WHAT IS REQUIRED
Can you pick out every line below that contains the word "metal" and copy each one? Case counts.

■ ■ ■ ■ ■ ■ ■

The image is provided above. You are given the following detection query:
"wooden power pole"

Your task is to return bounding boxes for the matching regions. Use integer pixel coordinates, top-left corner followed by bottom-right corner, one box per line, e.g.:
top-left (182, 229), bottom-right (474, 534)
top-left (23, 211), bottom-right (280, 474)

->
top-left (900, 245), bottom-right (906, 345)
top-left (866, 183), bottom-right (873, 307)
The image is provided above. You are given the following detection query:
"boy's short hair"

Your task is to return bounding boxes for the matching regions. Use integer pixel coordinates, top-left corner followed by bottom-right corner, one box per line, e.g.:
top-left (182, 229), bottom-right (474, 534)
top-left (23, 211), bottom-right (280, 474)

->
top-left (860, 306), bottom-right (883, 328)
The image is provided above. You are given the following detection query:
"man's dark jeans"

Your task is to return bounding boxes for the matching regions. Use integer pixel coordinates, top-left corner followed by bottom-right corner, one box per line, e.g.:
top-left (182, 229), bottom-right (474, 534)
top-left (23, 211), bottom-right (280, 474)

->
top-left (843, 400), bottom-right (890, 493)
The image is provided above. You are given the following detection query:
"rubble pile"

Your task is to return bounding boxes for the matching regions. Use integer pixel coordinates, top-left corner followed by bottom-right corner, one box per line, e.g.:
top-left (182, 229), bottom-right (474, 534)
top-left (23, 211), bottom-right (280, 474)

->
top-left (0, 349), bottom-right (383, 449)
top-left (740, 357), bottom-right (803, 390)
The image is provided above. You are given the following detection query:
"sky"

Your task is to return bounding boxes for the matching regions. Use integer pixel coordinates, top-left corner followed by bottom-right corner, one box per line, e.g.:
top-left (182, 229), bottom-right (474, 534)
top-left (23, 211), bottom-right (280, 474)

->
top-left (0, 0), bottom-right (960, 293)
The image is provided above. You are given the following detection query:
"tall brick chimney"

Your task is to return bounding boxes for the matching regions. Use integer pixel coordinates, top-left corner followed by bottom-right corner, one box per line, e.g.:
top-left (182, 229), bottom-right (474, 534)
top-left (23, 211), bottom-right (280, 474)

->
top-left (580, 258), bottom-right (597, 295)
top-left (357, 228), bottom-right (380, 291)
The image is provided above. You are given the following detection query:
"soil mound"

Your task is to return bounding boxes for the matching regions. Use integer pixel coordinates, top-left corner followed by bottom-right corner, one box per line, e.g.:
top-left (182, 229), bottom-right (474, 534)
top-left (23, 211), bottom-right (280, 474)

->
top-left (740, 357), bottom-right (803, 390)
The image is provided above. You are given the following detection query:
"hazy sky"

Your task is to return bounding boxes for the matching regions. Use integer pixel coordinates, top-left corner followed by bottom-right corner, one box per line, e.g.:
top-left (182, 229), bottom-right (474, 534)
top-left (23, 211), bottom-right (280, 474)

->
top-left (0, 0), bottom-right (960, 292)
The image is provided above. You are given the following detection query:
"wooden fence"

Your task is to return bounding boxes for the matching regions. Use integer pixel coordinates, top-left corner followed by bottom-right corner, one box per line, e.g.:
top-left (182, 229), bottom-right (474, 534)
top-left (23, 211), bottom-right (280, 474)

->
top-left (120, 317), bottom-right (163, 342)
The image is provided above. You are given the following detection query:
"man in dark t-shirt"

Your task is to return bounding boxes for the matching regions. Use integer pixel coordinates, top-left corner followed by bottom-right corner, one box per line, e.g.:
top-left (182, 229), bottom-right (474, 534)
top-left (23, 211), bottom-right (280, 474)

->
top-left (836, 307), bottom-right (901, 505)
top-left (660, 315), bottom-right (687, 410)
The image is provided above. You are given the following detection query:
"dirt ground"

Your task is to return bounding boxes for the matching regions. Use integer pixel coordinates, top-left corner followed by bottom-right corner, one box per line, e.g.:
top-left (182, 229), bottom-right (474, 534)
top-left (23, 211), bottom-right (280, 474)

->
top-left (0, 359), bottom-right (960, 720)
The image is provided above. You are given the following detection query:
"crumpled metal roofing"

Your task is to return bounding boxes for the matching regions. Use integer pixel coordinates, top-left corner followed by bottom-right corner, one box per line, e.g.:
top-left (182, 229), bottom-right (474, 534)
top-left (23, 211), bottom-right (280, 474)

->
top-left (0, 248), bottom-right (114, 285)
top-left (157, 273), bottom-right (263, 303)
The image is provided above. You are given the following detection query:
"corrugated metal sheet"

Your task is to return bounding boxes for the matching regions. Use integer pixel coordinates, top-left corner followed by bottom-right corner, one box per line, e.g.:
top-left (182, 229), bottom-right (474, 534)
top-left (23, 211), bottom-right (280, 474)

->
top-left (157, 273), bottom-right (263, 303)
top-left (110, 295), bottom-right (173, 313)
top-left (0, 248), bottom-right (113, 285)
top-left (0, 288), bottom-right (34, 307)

■ ■ ■ ■ ■ ■ ■

OUTPUT
"crumpled metal roofing"
"corrugated metal sheet"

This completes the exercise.